### Exercises
1/ Write out the whole passage on waqf funds below word for word.
2/ List every line in the entries below that contains the string "left". Case counts.

### Article

((

Waqf funds are a tool for mobilization of financial resources from donors, individuals, and institutions, through donations for the purpose of allocating these resources in waqf assets that generate benefits and returns that are disbursed to specific entities within the framework of the donor clause and Sharia, which benefits individuals and society and contributes to the preservation and development of waqf assets Footnote 4. In this regard, waqf funds are an important mechanism of resources mobilization and assets investment allowing the realization of waqf objectives regarding needy parties. Therefore, direct or charity waqf assets use the returns of waqf investment assets to achieve their goals and both types of assets are generally managed separately to ensure economic efficiency. Globally, the waqf funds resources are composed of donations (individuals, institutions, firms, government) and returns of new and old investment waqf (real and financial assets). There are three principal forms of waqf funds, each one incorporates multiple dimensions of the SDG.

))

### Exercise inputs
((

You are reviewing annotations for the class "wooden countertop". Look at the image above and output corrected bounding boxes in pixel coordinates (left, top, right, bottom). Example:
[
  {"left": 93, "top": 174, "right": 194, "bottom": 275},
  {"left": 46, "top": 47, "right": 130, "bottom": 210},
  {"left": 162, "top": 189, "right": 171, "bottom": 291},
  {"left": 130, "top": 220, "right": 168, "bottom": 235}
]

))

### Expected outputs
1/
Waqf funds are a tool for mobilization of financial resources from donors, individuals, and institutions, through donations for the purpose of allocating these resources in waqf assets that generate benefits and returns that are disbursed to specific entities within the framework of the donor clause and Sharia, which benefits individuals and society and contributes to the preservation and development of waqf assets Footnote 4. In this regard, waqf funds are an important mechanism of resources mobilization and assets investment allowing the realization of waqf objectives regarding needy parties. Therefore, direct or charity waqf assets use the returns of waqf investment assets to achieve their goals and both types of assets are generally managed separately to ensure economic efficiency. Globally, the waqf funds resources are composed of donations (individuals, institutions, firms, government) and returns of new and old investment waqf (real and financial assets). There are three principal forms of waqf funds, each one incorporates multiple dimensions of the SDG.

2/
You are reviewing annotations for the class "wooden countertop". Look at the image above and output corrected bounding boxes in pixel coordinates (left, top, right, bottom). Example:
  {"left": 93, "top": 174, "right": 194, "bottom": 275},
  {"left": 46, "top": 47, "right": 130, "bottom": 210},
  {"left": 162, "top": 189, "right": 171, "bottom": 291},
  {"left": 130, "top": 220, "right": 168, "bottom": 235}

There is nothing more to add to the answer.